• WHAT NEEDS TO BE DONE:
Nothing should change. Output the data exactly.

• DATASET RECORDS:
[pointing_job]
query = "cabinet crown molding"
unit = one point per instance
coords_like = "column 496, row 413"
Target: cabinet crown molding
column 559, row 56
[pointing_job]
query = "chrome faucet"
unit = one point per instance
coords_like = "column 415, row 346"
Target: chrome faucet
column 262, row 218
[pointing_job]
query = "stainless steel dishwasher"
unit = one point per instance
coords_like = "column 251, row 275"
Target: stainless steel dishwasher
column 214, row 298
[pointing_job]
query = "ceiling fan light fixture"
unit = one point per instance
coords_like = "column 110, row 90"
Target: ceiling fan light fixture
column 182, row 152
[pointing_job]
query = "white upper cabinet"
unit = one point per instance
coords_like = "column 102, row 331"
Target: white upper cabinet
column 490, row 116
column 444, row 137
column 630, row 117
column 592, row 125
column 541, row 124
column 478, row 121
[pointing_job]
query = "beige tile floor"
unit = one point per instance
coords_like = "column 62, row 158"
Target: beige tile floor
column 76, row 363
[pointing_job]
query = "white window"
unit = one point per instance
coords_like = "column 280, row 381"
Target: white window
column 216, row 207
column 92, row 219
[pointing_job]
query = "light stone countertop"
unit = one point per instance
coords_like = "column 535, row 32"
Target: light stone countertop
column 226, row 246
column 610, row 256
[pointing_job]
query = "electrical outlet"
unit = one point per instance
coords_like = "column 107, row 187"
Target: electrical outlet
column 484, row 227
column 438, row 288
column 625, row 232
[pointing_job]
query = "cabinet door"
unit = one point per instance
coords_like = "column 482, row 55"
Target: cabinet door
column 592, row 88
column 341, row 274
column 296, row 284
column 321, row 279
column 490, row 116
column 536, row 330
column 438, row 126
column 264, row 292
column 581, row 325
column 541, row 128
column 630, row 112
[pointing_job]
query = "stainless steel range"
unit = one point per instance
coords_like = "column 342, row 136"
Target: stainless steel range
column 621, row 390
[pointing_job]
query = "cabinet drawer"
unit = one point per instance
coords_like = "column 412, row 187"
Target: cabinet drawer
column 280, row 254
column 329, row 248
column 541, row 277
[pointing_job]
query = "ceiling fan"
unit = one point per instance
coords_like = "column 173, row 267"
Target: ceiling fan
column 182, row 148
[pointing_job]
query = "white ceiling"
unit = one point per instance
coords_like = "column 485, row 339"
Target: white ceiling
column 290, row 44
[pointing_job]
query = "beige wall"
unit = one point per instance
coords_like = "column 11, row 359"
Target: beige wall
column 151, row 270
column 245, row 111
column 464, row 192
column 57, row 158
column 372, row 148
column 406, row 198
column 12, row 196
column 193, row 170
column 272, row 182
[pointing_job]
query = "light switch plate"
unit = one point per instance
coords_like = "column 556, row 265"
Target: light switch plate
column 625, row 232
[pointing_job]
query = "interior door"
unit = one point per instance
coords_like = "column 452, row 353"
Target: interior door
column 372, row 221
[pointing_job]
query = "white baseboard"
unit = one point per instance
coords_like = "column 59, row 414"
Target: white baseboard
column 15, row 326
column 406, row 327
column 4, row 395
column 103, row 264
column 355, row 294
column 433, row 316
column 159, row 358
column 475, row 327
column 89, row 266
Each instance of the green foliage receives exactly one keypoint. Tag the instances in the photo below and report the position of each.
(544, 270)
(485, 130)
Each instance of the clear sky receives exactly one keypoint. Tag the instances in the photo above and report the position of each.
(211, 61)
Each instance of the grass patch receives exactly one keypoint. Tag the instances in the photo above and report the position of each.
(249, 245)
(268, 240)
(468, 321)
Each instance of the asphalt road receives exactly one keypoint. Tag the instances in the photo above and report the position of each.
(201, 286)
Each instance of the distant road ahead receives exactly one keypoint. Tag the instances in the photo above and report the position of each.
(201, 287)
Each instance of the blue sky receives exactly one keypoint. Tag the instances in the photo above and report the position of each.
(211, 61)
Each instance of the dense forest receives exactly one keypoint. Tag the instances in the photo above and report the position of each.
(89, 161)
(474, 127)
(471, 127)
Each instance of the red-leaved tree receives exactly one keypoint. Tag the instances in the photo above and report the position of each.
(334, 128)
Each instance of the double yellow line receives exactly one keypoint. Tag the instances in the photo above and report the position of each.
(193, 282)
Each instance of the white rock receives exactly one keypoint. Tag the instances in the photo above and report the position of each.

• PROBLEM SOLUTION:
[pointing_job]
query = "cabinet crown molding"
unit = one point per instance
coords_like = "column 496, row 413"
Target: cabinet crown molding
column 559, row 56
[pointing_job]
query = "chrome faucet"
unit = one point per instance
coords_like = "column 415, row 346"
Target: chrome faucet
column 262, row 218
[pointing_job]
query = "stainless steel dishwasher"
unit = one point per instance
coords_like = "column 251, row 275"
Target: stainless steel dishwasher
column 214, row 298
[pointing_job]
query = "ceiling fan light fixture"
unit = one point per instance
coords_like = "column 110, row 90"
Target: ceiling fan light fixture
column 182, row 152
[pointing_job]
query = "white upper cabinet"
unit = one point per instance
coords_like = "column 102, row 331"
Target: white upper cabinet
column 490, row 116
column 444, row 137
column 630, row 117
column 592, row 125
column 541, row 124
column 478, row 121
[pointing_job]
query = "beige tile floor"
unit = one point per instance
coords_like = "column 62, row 158"
Target: beige tile floor
column 76, row 363
[pointing_job]
query = "white window"
unit = one point per instance
coords_like = "column 280, row 381"
Target: white window
column 216, row 207
column 92, row 219
[pointing_job]
query = "light stone countertop"
unit = one point per instance
coords_like = "column 535, row 32"
Target: light stone countertop
column 226, row 246
column 610, row 256
[pointing_job]
query = "electrical outlet"
unit = one point per instance
coords_like = "column 107, row 187"
Target: electrical outlet
column 484, row 227
column 438, row 288
column 625, row 232
[pointing_job]
query = "cabinet door"
unit = one point per instance
coords_like = "column 482, row 55"
Target: cabinet door
column 592, row 88
column 341, row 274
column 296, row 284
column 321, row 279
column 490, row 116
column 536, row 330
column 438, row 126
column 264, row 292
column 581, row 325
column 541, row 128
column 630, row 112
[pointing_job]
query = "stainless steel range"
unit = one point per instance
coords_like = "column 342, row 136"
Target: stainless steel range
column 621, row 390
[pointing_job]
query = "cabinet drawer"
unit = one point per instance
coords_like = "column 412, row 187"
Target: cabinet drawer
column 280, row 254
column 329, row 248
column 541, row 277
[pointing_job]
query = "ceiling fan"
unit = one point per instance
coords_like = "column 173, row 267"
Target: ceiling fan
column 182, row 148
[pointing_job]
query = "white ceiling"
unit = one point per instance
coords_like = "column 485, row 339"
Target: white ceiling
column 290, row 44
[pointing_job]
query = "beige wall"
unit = one point per instance
coords_like = "column 11, row 359"
Target: beige wall
column 151, row 270
column 245, row 111
column 464, row 192
column 57, row 158
column 372, row 148
column 406, row 198
column 12, row 196
column 193, row 170
column 272, row 182
[pointing_job]
query = "light switch plate"
unit = one point per instance
coords_like = "column 556, row 265"
Target: light switch plate
column 625, row 232
[pointing_job]
query = "interior door"
unit = one point per instance
coords_like = "column 452, row 353"
Target: interior door
column 372, row 221
[pointing_job]
query = "white baseboard"
unit = one point per instance
coords_like = "column 59, row 414"
Target: white baseboard
column 15, row 326
column 406, row 327
column 4, row 395
column 103, row 264
column 355, row 294
column 433, row 316
column 159, row 358
column 475, row 327
column 89, row 266
Each instance of the green foliage receives exactly one keypoint. Tag the instances in the photo below and report the position of each.
(544, 270)
(485, 130)
Each instance of the clear sky receives exactly one keypoint. Tag the instances in the photo above and report the position of each.
(211, 61)
Each instance of the grass patch receives exactly one keypoint. Tag the instances in the photo above and report the position of each.
(249, 245)
(268, 240)
(468, 321)
Each instance of the asphalt road receives exactly one keypoint. Tag the instances in the photo above and report the position of each.
(201, 286)
Each instance of the distant road ahead receives exactly one keypoint. Tag the instances in the photo above and report the position of each.
(201, 287)
Each instance of the blue sky receives exactly one keypoint. Tag the instances in the photo above and report the position of each.
(211, 61)
Each instance of the dense forest receives exactly one keypoint. Tag the instances in the photo above and report the position of each.
(89, 161)
(474, 127)
(471, 127)
Each instance of the red-leaved tree receives exactly one keypoint. Tag the instances in the photo above and report the position of each.
(334, 128)
Each instance of the double yellow line receives exactly one keypoint. Tag the instances in the photo above and report the position of each.
(193, 282)
Each instance of the white rock receives exactly one keypoint. Tag the instances in the photo above and report the position of each.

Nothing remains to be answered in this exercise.